GOAL | Find the line that contains "the orange bus"; then retype it and each line after it, exactly, through the final line of the data below.

DATASET RECORDS |
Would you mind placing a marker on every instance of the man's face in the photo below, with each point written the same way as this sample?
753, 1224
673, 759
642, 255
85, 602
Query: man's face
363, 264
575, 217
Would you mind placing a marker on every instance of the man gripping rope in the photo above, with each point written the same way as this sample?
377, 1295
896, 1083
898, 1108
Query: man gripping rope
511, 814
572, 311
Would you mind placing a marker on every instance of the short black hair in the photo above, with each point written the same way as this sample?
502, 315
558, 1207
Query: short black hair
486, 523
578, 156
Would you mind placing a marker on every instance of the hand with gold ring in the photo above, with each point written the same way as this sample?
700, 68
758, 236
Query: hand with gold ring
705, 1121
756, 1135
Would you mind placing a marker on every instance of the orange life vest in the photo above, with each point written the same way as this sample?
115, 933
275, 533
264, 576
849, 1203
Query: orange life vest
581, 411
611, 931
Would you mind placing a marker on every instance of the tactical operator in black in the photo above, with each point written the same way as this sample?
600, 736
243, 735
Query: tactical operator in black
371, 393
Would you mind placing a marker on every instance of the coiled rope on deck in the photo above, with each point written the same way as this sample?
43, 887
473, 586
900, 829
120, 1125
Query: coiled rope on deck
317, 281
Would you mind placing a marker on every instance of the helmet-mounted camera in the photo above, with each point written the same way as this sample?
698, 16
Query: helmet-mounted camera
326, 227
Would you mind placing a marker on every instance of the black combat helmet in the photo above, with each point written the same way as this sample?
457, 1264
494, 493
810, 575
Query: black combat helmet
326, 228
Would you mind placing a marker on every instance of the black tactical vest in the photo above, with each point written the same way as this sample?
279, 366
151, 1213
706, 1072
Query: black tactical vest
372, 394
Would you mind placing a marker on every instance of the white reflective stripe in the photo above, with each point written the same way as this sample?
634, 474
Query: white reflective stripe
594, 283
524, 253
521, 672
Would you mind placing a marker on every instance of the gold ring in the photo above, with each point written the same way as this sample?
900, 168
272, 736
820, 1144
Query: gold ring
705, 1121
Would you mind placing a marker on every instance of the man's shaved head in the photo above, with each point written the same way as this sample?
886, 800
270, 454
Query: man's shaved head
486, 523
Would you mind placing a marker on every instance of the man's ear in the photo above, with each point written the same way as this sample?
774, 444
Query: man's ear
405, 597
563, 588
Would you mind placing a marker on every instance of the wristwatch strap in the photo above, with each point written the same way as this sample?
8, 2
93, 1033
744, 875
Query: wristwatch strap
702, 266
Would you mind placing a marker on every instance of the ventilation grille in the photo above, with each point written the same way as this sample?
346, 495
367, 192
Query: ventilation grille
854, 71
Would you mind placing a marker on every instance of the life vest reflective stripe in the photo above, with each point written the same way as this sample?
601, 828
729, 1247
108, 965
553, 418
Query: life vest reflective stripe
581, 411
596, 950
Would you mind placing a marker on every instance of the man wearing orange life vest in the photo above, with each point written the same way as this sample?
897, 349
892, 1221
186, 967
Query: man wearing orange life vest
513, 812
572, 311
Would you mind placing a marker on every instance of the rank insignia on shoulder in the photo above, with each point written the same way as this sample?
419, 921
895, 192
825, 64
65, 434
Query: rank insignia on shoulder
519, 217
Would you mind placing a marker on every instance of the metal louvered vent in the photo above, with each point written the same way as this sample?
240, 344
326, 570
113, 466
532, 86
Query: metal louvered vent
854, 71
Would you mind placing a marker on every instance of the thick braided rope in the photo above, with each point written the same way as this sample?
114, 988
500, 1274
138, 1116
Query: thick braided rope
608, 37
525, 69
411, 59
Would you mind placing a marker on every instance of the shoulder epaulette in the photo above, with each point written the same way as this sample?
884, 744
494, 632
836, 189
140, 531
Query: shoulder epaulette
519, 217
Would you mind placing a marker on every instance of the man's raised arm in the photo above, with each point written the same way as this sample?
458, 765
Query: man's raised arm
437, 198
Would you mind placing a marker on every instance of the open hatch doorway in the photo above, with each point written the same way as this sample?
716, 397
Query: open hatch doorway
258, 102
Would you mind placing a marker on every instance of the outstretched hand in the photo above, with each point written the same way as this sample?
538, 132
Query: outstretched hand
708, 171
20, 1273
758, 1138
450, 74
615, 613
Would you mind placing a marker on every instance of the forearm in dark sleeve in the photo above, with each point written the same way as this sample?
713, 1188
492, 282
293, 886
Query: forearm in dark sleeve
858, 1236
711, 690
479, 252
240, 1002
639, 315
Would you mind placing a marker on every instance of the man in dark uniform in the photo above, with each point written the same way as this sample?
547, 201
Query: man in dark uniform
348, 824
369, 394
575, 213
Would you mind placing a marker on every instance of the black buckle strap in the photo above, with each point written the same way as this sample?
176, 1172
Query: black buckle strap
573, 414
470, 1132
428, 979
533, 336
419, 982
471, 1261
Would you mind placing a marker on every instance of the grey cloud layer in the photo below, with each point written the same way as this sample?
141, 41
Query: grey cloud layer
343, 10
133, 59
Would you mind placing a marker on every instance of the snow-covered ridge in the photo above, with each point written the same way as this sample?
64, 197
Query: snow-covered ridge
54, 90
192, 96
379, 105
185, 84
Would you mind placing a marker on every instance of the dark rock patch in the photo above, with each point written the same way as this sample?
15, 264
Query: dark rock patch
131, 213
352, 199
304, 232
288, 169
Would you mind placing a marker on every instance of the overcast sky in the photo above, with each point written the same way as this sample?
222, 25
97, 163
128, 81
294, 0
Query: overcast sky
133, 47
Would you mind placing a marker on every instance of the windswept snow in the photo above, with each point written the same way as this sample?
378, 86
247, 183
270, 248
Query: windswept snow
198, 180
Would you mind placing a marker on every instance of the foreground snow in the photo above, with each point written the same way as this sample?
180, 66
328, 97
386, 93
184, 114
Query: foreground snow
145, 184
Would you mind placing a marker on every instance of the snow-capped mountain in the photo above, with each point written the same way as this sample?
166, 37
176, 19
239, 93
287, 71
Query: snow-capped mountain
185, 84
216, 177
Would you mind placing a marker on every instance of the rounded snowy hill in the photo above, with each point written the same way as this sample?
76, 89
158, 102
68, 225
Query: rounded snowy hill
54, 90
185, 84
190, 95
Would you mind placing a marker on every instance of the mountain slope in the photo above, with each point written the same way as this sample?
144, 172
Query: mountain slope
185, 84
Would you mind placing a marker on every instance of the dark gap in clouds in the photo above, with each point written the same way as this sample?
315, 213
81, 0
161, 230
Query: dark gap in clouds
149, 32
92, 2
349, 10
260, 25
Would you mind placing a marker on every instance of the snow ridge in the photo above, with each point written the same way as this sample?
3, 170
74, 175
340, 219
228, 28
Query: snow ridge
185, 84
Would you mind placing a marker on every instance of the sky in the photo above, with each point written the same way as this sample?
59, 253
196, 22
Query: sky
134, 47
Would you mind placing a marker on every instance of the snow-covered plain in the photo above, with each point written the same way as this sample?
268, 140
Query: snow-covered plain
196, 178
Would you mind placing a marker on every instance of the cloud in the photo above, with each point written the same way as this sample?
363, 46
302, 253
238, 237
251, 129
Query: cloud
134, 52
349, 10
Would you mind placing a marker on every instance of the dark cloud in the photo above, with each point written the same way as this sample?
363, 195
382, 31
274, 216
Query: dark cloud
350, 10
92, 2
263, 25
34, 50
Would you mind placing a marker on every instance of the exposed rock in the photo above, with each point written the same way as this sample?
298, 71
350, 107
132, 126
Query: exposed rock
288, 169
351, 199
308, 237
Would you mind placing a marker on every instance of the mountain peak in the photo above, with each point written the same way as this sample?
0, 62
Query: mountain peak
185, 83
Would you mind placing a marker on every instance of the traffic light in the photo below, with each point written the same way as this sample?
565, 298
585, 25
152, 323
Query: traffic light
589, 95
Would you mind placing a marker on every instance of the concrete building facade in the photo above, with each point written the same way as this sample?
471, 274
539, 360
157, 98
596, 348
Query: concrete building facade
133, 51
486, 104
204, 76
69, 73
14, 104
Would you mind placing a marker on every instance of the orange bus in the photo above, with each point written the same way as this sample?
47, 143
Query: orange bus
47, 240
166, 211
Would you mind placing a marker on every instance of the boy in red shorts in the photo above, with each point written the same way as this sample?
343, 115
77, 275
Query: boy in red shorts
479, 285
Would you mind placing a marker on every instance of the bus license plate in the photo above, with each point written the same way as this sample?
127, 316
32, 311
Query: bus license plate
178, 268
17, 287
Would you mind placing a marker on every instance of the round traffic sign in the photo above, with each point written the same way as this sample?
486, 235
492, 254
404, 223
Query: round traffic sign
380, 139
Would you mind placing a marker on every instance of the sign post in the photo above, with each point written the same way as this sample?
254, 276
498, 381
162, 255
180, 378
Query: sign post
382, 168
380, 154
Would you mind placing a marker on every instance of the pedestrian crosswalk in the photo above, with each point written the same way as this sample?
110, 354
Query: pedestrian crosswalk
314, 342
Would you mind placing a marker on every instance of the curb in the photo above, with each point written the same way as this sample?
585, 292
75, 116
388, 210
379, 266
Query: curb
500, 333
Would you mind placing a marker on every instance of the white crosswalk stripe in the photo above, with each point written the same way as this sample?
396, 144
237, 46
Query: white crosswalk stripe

SOLUTION FOR THIS EXERCISE |
Would you mind placing a marker on every instance of the orange bus in the photo above, with each point written the same way as this sample?
47, 143
Query: orange bus
47, 240
166, 211
Would you mind placing a marker on every instance of the boy in red shorts in the photo above, with each point written the same way as this sample?
343, 115
77, 275
Query: boy in red shorts
479, 285
Would you mind placing a marker on every instance of the bus license plate in the photo above, with each point written the same way as this sample?
127, 316
32, 311
Query: bus license plate
178, 268
17, 287
Would you mind placing a marker on every instance of the round traffic sign in the photo above, with each point written the same way as this sample?
486, 235
492, 254
404, 223
Query: round traffic sign
380, 139
Would you mind placing a marker on every instance of the sign post in the photo above, with each point written the same way as this sample?
254, 276
498, 381
162, 255
180, 378
Query: sign post
382, 168
380, 154
Would you mind placing a marker on every instance of the pedestrian crosswalk in the photo above, with each point written the same way as this sample?
110, 354
Query: pedestrian crosswalk
314, 342
Would you mind placing a marker on every instance of the curb in the photo above, with each point written the same way as this sample?
585, 292
75, 116
388, 210
379, 266
Query: curb
500, 333
Would you mind placing a marker on every instance of the white crosswalk stripe in the photo above, with each point written the same way as this sample?
396, 144
237, 46
Query: white crosswalk stripe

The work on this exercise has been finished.